The request =
Can you gather every line in the material below that contains the word "heater" and copy each of those lines out in full?

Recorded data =
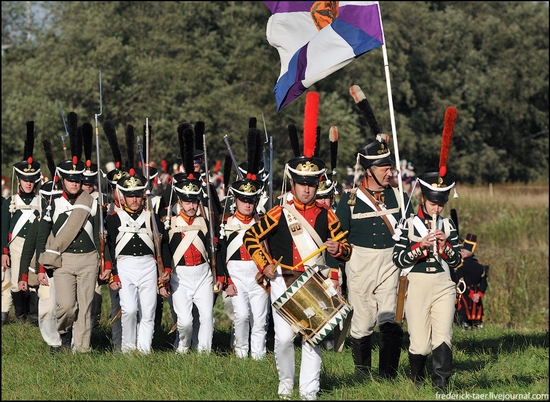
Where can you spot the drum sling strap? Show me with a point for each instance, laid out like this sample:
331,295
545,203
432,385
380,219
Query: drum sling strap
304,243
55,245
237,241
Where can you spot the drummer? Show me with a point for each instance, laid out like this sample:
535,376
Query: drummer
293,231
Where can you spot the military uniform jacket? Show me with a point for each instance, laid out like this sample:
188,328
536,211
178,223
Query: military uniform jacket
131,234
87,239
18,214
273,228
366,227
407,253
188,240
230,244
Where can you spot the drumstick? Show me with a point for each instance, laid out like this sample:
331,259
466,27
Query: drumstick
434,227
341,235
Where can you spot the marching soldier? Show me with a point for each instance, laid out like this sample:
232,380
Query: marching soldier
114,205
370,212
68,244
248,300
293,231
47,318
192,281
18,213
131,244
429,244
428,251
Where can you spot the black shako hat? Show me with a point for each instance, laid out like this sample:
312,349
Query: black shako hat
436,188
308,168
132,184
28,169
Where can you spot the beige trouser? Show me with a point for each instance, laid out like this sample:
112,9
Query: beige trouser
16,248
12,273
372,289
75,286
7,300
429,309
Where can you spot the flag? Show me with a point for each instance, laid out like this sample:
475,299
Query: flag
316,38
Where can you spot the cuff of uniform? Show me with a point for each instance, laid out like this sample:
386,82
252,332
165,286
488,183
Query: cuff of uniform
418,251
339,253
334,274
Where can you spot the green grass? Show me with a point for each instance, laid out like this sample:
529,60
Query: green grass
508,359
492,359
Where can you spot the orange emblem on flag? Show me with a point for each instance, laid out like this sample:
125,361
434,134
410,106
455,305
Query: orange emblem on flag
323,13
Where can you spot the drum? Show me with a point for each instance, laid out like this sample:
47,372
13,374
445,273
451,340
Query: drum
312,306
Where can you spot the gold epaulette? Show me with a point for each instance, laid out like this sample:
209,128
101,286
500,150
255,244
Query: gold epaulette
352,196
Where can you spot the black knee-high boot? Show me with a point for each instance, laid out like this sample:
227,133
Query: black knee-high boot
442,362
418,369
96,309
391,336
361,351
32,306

* * *

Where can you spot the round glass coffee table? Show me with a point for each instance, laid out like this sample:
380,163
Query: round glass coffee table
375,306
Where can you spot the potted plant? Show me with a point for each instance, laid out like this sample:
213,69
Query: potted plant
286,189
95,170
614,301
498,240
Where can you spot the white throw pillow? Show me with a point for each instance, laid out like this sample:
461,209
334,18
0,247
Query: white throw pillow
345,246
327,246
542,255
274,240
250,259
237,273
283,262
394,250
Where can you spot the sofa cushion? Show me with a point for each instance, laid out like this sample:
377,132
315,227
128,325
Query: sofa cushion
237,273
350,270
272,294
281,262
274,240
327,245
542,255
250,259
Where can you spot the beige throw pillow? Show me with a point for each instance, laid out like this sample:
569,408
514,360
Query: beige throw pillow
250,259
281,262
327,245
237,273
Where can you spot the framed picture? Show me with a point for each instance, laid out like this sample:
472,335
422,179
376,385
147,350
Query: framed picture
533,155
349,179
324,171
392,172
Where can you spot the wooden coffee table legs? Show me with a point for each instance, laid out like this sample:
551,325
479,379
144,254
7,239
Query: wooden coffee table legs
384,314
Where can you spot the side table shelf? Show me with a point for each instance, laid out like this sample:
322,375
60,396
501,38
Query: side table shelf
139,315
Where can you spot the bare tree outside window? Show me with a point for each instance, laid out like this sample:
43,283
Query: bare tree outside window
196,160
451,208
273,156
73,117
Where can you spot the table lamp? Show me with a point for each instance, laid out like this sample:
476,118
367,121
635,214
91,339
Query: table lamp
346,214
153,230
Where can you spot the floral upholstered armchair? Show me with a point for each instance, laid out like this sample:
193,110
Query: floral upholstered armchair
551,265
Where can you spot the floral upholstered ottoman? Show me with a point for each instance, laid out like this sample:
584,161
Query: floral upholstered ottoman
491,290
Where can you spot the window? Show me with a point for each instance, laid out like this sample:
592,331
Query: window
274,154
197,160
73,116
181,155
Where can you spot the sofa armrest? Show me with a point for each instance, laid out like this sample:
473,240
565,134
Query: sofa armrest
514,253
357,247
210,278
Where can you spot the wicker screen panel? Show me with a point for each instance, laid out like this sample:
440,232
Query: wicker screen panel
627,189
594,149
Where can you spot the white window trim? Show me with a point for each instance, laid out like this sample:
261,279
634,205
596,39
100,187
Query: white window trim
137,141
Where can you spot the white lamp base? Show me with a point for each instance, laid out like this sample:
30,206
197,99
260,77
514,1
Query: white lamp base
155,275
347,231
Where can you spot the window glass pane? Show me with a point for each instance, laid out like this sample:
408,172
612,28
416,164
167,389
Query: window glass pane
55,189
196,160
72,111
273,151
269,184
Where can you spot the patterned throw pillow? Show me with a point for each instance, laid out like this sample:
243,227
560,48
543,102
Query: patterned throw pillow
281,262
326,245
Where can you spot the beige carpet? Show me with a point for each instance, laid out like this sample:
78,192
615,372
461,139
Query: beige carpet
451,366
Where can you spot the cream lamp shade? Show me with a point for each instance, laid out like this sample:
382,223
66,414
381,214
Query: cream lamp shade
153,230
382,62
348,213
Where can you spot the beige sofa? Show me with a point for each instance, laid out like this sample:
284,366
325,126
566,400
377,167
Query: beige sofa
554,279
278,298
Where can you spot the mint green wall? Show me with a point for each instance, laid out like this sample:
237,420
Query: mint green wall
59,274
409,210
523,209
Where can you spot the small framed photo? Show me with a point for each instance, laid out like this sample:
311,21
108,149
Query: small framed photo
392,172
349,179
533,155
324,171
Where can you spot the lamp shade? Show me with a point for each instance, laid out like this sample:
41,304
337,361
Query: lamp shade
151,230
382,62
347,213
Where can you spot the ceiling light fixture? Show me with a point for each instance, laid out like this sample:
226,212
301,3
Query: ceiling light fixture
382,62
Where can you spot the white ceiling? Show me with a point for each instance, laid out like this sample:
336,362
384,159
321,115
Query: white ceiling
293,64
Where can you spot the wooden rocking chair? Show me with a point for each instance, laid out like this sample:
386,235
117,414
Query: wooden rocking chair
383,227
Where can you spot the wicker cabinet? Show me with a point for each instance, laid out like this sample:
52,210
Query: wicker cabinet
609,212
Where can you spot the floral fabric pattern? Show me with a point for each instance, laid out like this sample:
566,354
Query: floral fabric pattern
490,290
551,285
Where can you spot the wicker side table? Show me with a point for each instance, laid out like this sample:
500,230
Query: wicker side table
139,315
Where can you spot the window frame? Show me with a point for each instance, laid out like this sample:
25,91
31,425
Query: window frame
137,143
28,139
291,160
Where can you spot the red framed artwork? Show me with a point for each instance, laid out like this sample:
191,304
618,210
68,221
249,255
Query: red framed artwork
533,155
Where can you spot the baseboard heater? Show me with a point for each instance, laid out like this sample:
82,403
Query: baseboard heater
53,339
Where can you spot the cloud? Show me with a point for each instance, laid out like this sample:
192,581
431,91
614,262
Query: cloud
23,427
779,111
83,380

Output for this task =
Where can you spot the baseboard heater? Show me with a point for each instance, laid out like this sample:
Query: baseboard heater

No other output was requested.